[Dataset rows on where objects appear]
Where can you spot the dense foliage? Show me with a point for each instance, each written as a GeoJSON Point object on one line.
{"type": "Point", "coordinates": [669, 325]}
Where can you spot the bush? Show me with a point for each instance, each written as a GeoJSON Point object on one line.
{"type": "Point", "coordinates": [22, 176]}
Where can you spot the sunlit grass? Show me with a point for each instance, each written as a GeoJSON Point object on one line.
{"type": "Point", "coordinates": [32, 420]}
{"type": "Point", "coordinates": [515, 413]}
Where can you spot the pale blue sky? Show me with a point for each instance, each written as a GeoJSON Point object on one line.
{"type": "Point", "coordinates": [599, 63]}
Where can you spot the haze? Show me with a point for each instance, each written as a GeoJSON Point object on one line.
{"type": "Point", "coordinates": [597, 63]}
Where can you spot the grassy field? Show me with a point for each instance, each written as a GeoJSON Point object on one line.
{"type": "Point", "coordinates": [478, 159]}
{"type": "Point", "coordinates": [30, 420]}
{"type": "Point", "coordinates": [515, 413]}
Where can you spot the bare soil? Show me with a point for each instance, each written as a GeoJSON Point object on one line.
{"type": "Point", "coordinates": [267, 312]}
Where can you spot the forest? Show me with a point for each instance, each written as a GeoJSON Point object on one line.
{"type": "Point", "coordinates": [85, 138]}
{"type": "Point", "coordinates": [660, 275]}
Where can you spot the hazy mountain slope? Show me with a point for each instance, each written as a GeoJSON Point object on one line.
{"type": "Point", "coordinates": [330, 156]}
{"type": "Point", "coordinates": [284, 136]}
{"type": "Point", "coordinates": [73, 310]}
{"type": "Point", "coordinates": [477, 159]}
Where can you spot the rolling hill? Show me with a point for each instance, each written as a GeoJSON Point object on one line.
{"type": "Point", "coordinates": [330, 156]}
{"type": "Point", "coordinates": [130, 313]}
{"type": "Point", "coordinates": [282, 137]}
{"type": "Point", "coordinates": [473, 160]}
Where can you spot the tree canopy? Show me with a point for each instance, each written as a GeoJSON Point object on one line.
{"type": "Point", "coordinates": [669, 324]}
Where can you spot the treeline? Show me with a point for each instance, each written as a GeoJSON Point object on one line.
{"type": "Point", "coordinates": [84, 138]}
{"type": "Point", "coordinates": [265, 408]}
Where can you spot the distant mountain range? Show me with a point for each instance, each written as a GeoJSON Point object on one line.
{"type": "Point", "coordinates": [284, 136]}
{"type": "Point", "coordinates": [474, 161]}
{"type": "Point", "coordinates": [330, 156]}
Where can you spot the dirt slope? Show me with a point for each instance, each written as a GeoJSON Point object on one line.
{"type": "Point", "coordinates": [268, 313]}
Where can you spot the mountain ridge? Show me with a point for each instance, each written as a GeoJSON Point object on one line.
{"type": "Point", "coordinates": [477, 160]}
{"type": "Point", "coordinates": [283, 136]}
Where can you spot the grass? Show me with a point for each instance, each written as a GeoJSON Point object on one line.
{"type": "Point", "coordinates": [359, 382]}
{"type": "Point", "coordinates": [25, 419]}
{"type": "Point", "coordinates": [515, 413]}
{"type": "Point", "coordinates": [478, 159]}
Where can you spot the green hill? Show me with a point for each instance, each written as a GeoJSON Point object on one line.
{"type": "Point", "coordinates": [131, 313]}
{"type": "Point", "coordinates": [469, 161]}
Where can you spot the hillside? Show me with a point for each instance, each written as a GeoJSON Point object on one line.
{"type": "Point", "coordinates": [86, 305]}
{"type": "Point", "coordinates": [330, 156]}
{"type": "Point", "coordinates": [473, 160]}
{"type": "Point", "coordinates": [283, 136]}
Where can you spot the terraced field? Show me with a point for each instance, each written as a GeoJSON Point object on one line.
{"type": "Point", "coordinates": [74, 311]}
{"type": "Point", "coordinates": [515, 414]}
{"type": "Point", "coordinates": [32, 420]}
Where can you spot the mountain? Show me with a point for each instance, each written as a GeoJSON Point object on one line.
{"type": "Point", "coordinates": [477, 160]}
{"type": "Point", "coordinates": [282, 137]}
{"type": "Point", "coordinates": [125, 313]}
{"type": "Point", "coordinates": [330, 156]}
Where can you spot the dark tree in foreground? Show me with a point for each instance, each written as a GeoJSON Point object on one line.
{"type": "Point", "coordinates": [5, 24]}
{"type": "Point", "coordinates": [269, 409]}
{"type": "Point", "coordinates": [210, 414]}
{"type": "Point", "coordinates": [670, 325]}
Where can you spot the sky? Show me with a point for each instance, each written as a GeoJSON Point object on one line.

== REQUEST ==
Extract the data exactly as given.

== PROBLEM SOLUTION ==
Where can you spot the dense foliage? Show me with a point for each instance, each written as a GeoJSON Point object on one line.
{"type": "Point", "coordinates": [669, 325]}
Where can you spot the bush? Show me with a point for each instance, each written as a GeoJSON Point object on one line.
{"type": "Point", "coordinates": [22, 176]}
Where can you spot the sunlit grass? Show me with a point for each instance, each written as a GeoJSON Point object on one line.
{"type": "Point", "coordinates": [32, 420]}
{"type": "Point", "coordinates": [515, 413]}
Where can you spot the pale blue sky? Show me with a point for each instance, each written as a GeoJSON Point object on one line.
{"type": "Point", "coordinates": [599, 63]}
Where can you spot the haze? Show me with a point for each instance, each written as a GeoJSON Point object on one line.
{"type": "Point", "coordinates": [597, 63]}
Where can you spot the grassy field? Show me with a point for each instance, each written as a GeoJSON Point object on one line.
{"type": "Point", "coordinates": [478, 159]}
{"type": "Point", "coordinates": [30, 420]}
{"type": "Point", "coordinates": [515, 413]}
Where can you spot the bare soil? Show me with a point for each instance, each written as a GeoJSON Point object on one line.
{"type": "Point", "coordinates": [267, 312]}
Where can you spot the forest? Show me with a point for each instance, each written as a GeoJSON Point object on one line.
{"type": "Point", "coordinates": [85, 138]}
{"type": "Point", "coordinates": [660, 275]}
Where can you spot the hazy mountain slope? Show me with a point for each instance, each written as a GeoJSON Point object on one line.
{"type": "Point", "coordinates": [330, 156]}
{"type": "Point", "coordinates": [284, 136]}
{"type": "Point", "coordinates": [73, 310]}
{"type": "Point", "coordinates": [477, 159]}
Where can you spot the rolling hill? Show me with a point for each instance, each written as a GeoJSON Point object on one line.
{"type": "Point", "coordinates": [330, 156]}
{"type": "Point", "coordinates": [130, 313]}
{"type": "Point", "coordinates": [282, 137]}
{"type": "Point", "coordinates": [473, 160]}
Where can you spot the tree canopy? Show me with a point for each instance, each written as a GeoJSON Point object on one line.
{"type": "Point", "coordinates": [669, 324]}
Where can you spot the treeline? Show me with a point for each instance, each written as a GeoJSON Point object on one line.
{"type": "Point", "coordinates": [84, 138]}
{"type": "Point", "coordinates": [265, 408]}
Where can you spot the distant mountain range? Show me with a point for each instance, each written as a GeoJSON Point object on one line.
{"type": "Point", "coordinates": [284, 136]}
{"type": "Point", "coordinates": [474, 161]}
{"type": "Point", "coordinates": [330, 156]}
Where can you spot the dirt slope? Show me with a point for each instance, each written as a GeoJSON Point object on one line.
{"type": "Point", "coordinates": [268, 313]}
Where can you spot the mountain ridge? Show me with a point for each instance, each written as a GeoJSON Point object on one line.
{"type": "Point", "coordinates": [477, 160]}
{"type": "Point", "coordinates": [283, 136]}
Where can you spot the grass? Show me with a point for each instance, each written as a GeoJSON Point object on one line.
{"type": "Point", "coordinates": [359, 382]}
{"type": "Point", "coordinates": [25, 419]}
{"type": "Point", "coordinates": [515, 413]}
{"type": "Point", "coordinates": [478, 159]}
Where can you spot the green hill? Show me with a point for each instance, each written as a GeoJSON Point object on one line.
{"type": "Point", "coordinates": [131, 313]}
{"type": "Point", "coordinates": [469, 161]}
Where can you spot the hillside? Show me with a point for each instance, each written as a GeoJSON Point object on one line.
{"type": "Point", "coordinates": [86, 305]}
{"type": "Point", "coordinates": [330, 156]}
{"type": "Point", "coordinates": [473, 160]}
{"type": "Point", "coordinates": [283, 136]}
Where can you spot the terraced field? Show me with a point for each instance, each written as a GeoJSON Point object on one line.
{"type": "Point", "coordinates": [74, 311]}
{"type": "Point", "coordinates": [515, 414]}
{"type": "Point", "coordinates": [32, 420]}
Where can you spot the mountain? Show me with a point for each instance, each written as a GeoJSON Point object on one line.
{"type": "Point", "coordinates": [477, 160]}
{"type": "Point", "coordinates": [282, 137]}
{"type": "Point", "coordinates": [125, 313]}
{"type": "Point", "coordinates": [330, 156]}
Where can you spot the dark tree in foreground? Show me with a point for each instance, each written as a GeoJSON Point object on one line.
{"type": "Point", "coordinates": [5, 24]}
{"type": "Point", "coordinates": [269, 409]}
{"type": "Point", "coordinates": [210, 414]}
{"type": "Point", "coordinates": [670, 325]}
Where can you spot the sky? Show me with a point for each instance, each written as a GeoJSON Point object on one line.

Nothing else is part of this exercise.